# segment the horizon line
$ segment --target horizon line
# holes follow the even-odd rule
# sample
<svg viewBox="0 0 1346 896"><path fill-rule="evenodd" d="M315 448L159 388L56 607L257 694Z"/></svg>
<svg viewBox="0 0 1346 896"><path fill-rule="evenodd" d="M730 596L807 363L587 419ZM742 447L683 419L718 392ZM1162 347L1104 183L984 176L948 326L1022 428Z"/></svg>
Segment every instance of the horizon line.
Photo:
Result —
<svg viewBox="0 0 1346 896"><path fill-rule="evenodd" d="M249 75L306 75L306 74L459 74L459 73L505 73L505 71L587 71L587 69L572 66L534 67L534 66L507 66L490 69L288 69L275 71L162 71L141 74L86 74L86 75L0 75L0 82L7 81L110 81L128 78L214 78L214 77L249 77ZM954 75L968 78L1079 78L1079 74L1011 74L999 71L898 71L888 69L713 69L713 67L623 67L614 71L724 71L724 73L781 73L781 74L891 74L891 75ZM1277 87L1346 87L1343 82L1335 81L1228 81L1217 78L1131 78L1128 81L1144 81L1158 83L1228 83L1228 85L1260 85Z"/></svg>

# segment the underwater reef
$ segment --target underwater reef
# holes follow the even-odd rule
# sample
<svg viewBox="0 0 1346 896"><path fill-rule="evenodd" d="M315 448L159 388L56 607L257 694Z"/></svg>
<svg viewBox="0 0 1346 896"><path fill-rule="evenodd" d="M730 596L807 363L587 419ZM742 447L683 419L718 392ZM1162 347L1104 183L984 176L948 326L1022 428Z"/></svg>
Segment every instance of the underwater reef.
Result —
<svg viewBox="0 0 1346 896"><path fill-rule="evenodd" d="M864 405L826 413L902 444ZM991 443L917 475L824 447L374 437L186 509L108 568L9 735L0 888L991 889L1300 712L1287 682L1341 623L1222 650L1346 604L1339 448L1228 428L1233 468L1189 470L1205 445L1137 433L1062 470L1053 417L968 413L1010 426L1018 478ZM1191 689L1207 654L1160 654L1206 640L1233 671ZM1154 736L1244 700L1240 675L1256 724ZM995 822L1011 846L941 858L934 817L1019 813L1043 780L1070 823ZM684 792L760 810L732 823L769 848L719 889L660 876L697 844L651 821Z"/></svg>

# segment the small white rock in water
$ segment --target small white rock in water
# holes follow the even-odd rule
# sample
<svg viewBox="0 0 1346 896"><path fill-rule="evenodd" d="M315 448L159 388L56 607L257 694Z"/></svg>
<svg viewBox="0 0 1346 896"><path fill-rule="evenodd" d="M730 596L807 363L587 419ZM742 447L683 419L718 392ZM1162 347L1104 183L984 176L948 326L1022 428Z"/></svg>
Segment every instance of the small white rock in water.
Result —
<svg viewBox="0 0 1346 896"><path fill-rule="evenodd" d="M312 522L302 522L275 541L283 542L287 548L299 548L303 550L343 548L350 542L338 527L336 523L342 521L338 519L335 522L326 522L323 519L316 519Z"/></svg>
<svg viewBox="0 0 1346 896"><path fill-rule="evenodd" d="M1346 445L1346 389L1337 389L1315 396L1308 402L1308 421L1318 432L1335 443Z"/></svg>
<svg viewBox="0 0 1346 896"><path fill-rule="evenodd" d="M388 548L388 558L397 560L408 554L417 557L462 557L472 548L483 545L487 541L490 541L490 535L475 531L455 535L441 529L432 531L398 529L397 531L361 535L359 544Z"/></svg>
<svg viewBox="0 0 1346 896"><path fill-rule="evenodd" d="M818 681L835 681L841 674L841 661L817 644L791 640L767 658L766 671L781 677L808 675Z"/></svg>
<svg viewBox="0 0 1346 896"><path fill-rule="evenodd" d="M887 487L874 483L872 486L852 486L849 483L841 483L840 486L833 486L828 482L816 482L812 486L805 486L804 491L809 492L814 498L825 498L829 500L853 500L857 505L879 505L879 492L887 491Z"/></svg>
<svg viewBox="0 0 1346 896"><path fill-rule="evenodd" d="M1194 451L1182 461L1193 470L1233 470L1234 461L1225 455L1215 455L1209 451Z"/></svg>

REQUIREMENTS: Reproduce all three entries above line for line, with every character unchanged.

WORKED ANSWER:
# segment the horizon line
$ segment --target horizon line
# holes follow the even-odd rule
# sample
<svg viewBox="0 0 1346 896"><path fill-rule="evenodd" d="M315 448L159 388L56 607L257 694Z"/></svg>
<svg viewBox="0 0 1346 896"><path fill-rule="evenodd" d="M730 596L807 363L587 419ZM742 447L683 419L718 392ZM1162 347L1104 183L984 176L948 326L1022 428Z"/></svg>
Segment every instance of the horizon line.
Photo:
Result —
<svg viewBox="0 0 1346 896"><path fill-rule="evenodd" d="M249 75L306 75L306 74L459 74L459 73L505 73L505 71L587 71L587 69L572 66L534 67L534 66L507 66L490 69L288 69L275 71L162 71L141 74L86 74L86 75L0 75L0 82L7 81L110 81L128 78L214 78L214 77L249 77ZM954 75L968 78L1079 78L1079 74L1011 74L999 71L898 71L888 69L713 69L713 67L623 67L614 71L724 71L724 73L781 73L781 74L891 74L891 75ZM1277 87L1346 87L1343 82L1335 81L1228 81L1217 78L1131 78L1128 81L1144 81L1158 83L1228 83L1228 85L1260 85Z"/></svg>

# segment the underwater reef
$ segment --target underwater reef
# holes follow the even-odd rule
# sample
<svg viewBox="0 0 1346 896"><path fill-rule="evenodd" d="M315 448L159 388L56 607L257 694Z"/></svg>
<svg viewBox="0 0 1346 896"><path fill-rule="evenodd" d="M730 596L807 363L587 419ZM742 447L683 419L718 392ZM1162 347L1104 183L984 176L948 326L1022 428Z"/></svg>
Segment every instance of the underwater reef.
Result —
<svg viewBox="0 0 1346 896"><path fill-rule="evenodd" d="M864 405L826 413L902 444ZM991 443L917 475L824 447L374 437L186 509L108 568L9 735L0 888L991 889L1300 712L1287 682L1341 623L1222 650L1346 604L1339 448L1228 428L1233 468L1189 470L1205 445L1137 433L1062 470L1053 417L968 413L1010 426L1018 478ZM1191 689L1207 654L1160 654L1206 640L1233 671ZM1154 736L1244 700L1240 675L1256 724ZM995 822L1011 846L941 858L934 817L1019 813L1043 780L1070 823ZM684 792L760 810L732 823L769 848L719 889L660 876L697 844L651 821Z"/></svg>

# segment the small white rock in water
$ segment --target small white rock in water
# holes follow the even-odd rule
# sample
<svg viewBox="0 0 1346 896"><path fill-rule="evenodd" d="M315 448L159 388L56 607L257 694Z"/></svg>
<svg viewBox="0 0 1346 896"><path fill-rule="evenodd" d="M730 596L807 363L587 419ZM742 447L683 419L718 392ZM1162 347L1104 183L984 176L948 326L1022 428Z"/></svg>
Segment every instance of the small white rock in water.
Result —
<svg viewBox="0 0 1346 896"><path fill-rule="evenodd" d="M312 522L302 522L275 541L283 542L287 548L299 548L303 550L343 548L350 542L338 527L336 523L342 521L338 519L335 522L326 522L323 519L316 519Z"/></svg>
<svg viewBox="0 0 1346 896"><path fill-rule="evenodd" d="M1346 445L1346 389L1337 389L1315 396L1308 402L1308 421L1318 432L1335 443Z"/></svg>
<svg viewBox="0 0 1346 896"><path fill-rule="evenodd" d="M388 548L388 558L397 560L408 554L417 557L462 557L472 548L483 545L487 541L490 541L490 535L475 531L455 535L441 529L432 531L398 529L397 531L361 535L359 544Z"/></svg>
<svg viewBox="0 0 1346 896"><path fill-rule="evenodd" d="M818 681L835 681L841 674L841 661L817 644L791 640L767 658L766 671L781 677L808 675Z"/></svg>
<svg viewBox="0 0 1346 896"><path fill-rule="evenodd" d="M887 487L874 483L872 486L852 486L849 483L841 483L840 486L833 486L828 482L816 482L812 486L805 486L804 491L809 492L814 498L825 498L829 500L853 500L857 505L879 505L879 492L887 491Z"/></svg>
<svg viewBox="0 0 1346 896"><path fill-rule="evenodd" d="M1194 451L1182 461L1193 470L1233 470L1234 461L1225 455L1215 455L1209 451Z"/></svg>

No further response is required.